EXERCISE PROMPT: Return the data exactly, apart from leaving out the pictures.

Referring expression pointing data
= Beginning of Section =

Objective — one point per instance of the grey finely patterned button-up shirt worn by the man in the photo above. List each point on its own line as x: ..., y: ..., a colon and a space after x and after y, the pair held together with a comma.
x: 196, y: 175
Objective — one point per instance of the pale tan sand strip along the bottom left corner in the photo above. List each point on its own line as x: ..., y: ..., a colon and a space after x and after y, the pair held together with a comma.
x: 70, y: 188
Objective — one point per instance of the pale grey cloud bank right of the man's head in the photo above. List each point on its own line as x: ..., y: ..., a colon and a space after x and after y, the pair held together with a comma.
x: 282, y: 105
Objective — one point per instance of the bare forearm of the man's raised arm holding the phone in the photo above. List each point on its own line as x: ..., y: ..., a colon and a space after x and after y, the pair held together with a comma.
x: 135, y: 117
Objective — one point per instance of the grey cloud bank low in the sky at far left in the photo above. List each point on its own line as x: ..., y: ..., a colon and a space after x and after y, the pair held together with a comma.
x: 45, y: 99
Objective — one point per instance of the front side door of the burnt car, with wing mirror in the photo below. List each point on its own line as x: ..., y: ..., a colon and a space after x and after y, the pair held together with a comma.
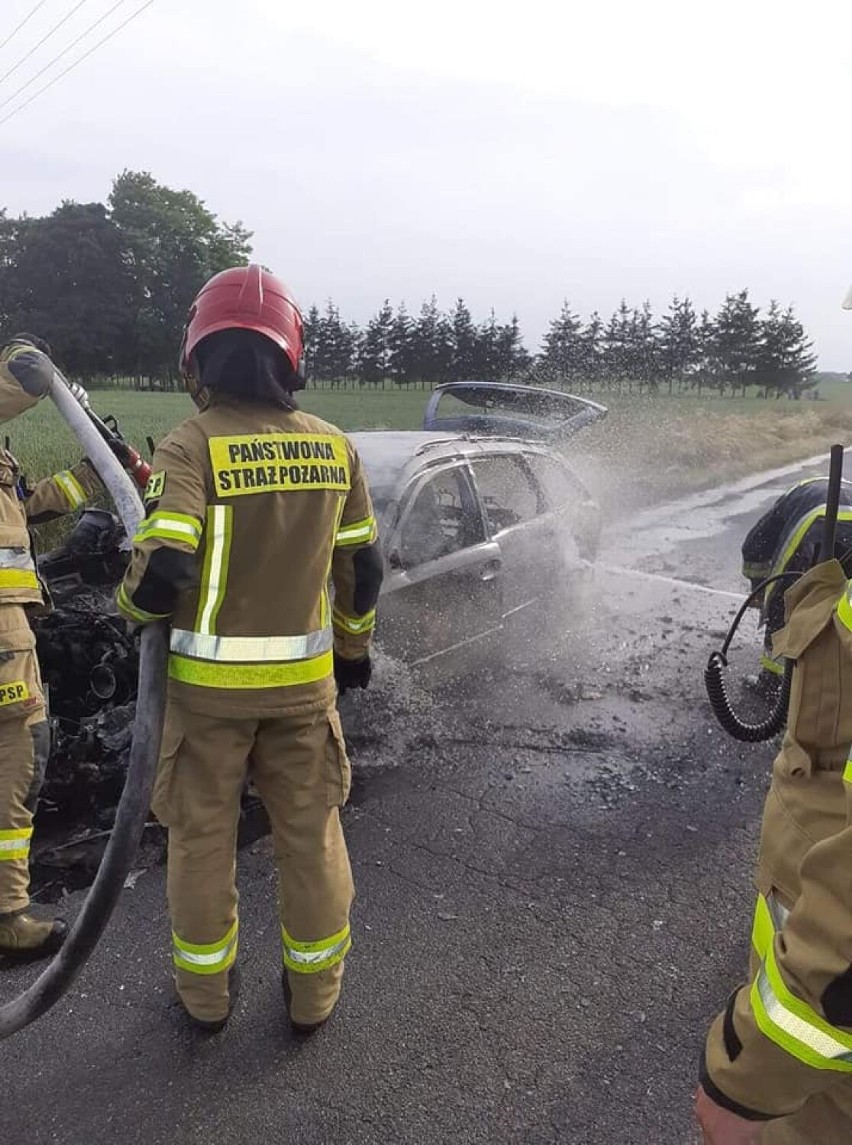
x: 444, y: 591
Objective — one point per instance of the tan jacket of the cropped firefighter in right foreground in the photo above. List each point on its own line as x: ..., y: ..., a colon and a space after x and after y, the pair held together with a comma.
x: 788, y: 1035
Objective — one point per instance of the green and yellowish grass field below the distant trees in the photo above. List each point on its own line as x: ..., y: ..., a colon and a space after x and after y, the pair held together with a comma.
x: 648, y: 448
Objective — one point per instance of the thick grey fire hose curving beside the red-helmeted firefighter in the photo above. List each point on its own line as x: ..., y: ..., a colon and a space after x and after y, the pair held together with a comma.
x: 133, y: 808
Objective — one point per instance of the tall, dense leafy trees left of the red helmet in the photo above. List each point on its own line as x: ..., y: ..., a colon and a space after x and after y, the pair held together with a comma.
x: 109, y: 285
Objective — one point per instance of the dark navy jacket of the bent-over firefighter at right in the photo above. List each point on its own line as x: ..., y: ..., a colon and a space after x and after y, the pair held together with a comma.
x: 788, y: 536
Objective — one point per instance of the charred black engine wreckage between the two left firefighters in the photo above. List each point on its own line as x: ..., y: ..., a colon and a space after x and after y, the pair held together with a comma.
x: 90, y: 666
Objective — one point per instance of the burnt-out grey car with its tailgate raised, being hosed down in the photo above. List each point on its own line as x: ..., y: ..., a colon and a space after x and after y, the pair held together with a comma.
x: 482, y: 519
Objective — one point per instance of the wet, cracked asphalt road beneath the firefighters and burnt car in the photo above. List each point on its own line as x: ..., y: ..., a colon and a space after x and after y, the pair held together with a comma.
x: 554, y: 872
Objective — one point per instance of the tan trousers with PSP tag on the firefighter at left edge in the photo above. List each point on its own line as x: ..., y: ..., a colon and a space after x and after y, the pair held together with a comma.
x: 25, y: 748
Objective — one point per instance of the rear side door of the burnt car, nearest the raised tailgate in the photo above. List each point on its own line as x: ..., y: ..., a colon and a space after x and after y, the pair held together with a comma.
x: 518, y: 522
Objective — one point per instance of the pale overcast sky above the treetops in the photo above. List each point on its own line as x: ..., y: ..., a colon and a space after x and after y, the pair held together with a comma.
x: 515, y: 155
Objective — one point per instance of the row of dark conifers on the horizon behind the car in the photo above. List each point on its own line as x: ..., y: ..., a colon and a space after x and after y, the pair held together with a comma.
x: 728, y: 353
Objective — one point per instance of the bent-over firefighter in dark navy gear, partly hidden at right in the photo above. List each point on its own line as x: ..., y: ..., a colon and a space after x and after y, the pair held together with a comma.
x: 786, y: 540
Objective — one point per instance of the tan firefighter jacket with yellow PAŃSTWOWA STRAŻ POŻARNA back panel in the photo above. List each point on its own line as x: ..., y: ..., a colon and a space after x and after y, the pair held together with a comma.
x: 250, y: 511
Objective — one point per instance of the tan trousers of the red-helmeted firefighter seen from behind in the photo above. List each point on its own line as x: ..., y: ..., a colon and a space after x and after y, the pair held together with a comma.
x: 299, y: 767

= End of Section =

SOLUTION TO THE PROBLEM:
Objective — one point per instance of the grey finely patterned button-up shirt worn by the man in the photo above. List each point on its own line as x: ..., y: ..., a colon and a space after x and after y, the pair held together with a comma.
x: 196, y: 175
Objective — one point per instance of the pale tan sand strip along the bottom left corner in the photo above. List each point on its own line as x: ..., y: ..., a colon and a space after x and after y, the pair held together with a comma.
x: 70, y: 188
Objective — one point per instance of the pale grey cloud bank right of the man's head in the photo above. List each point on its own line as x: ..., y: ..., a colon and a space after x and after y, the pair held together with a comma.
x: 282, y: 105
Objective — one point per instance of the bare forearm of the man's raised arm holding the phone in the photo above. List each point on its own line as x: ..., y: ..., a colon and a space after x and after y, the pair held together with a comma.
x: 135, y: 117
Objective — one point per instance of the grey cloud bank low in the sky at far left in the photo above. List each point on its own line as x: ..., y: ..., a colon and a space after x and after y, the pair held together with a comma.
x: 45, y: 99
Objective — one point per instance of the front side door of the burnt car, with wing mirror in the photo below. List each point on its own line as x: ..., y: ..., a colon and a space after x and after y, the pair held together with a comma.
x: 444, y: 591
Objective — one point per instance of the tan jacket of the cropped firefighter in right foreground in the photo above. List each point on its own line as x: ..., y: ..., a colon and a space after x and after y, the pair held together with a comma.
x: 788, y: 1035
Objective — one point per instance of the green and yellowish grass field below the distant trees in the photo above. List each point on its own line as x: ..., y: ..., a colon and a space after x and after y, the pair held together with a comma.
x: 648, y: 448
Objective — one point per instance of the thick grey fire hose curving beside the red-helmeted firefighter in the photo above. List each point on its own line as x: ..., y: ..., a colon and a space after x and after y, the pair held together with a comma.
x: 133, y: 808
Objective — one point per instance of the tall, dense leafy trees left of the red helmet in the photo above. List each point on its own line as x: ..., y: ..., a colon and a space after x and after y, the pair held together with a comma.
x: 109, y: 285
Objective — one point per instance of the dark navy jacket of the bent-over firefighter at right in the photo above. List each point on its own line as x: ..., y: ..., a colon and a space after x and after y, the pair held together with a comma.
x: 788, y: 536
Objective — one point per instance of the charred black engine wreckage between the two left firefighters in the photo above. List each point on its own line as x: ..., y: ..., a colon and a space after x and after y, the pair held together with a comma.
x: 90, y: 666
Objective — one point per instance of the burnt-out grey car with its tailgate raised, being hosed down in the photo above. List each point on its own line as x: ..., y: ..., a colon and a space after x and after y, the pair held together with a comma.
x: 482, y: 519
Objective — one point per instance of the wet, cracked asphalt road beneath the firefighters and burnt car in the photo above. List each point on its own line as x: ..., y: ..., a colon and a space after x and after y, the pair held together with a comma.
x: 554, y: 872
Objective — one point per instance of the tan trousers with PSP tag on the firefighter at left edge in the photo above. List each point on its own line as x: ..., y: ..., a colon and a space after x and after y, the pair held together with a comma.
x: 25, y: 748
Objective — one point per instance of the rear side door of the burnt car, nearest the raised tailgate in the photo above. List each point on its own line as x: ..., y: ..., a colon and a space after x and after y, the pair held together with a comma.
x: 518, y: 522
Objective — one point per instance of the pale overcast sky above the treetops in the photo above. List each point on its own line as x: ..., y: ..., a colon and a space after x and after y, the pair held together with a comma.
x: 515, y: 155
Objective — one point per instance of the row of dark conifers on the horizon behind the car in the photo above. List each point on its own line as x: ..., y: ..., a colon and a space after x and after y, the pair held together with a comma.
x: 728, y: 353
Objective — one point per instance of the bent-over firefighter in dark navy gear, partly hidden at right in the photo above. List each point on its own line as x: ..., y: ..., a colon and a space after x and after y, the pair held together with a comma.
x: 786, y: 540
Objective — one point per instance of the tan firefighter jacket with yellow PAŃSTWOWA STRAŻ POŻARNA back panel in the photo above. List each point on its own line as x: ..., y: ..., a colon and a space after x and after y, the pair held together with a comma.
x: 250, y: 511
Objective — one point per instance of the tan trousers of the red-helmeted firefighter seen from behind in the photo above. List each point on its own line as x: ..., y: ..., a colon and a space after x and after y, the pair held together with a comma.
x: 299, y: 767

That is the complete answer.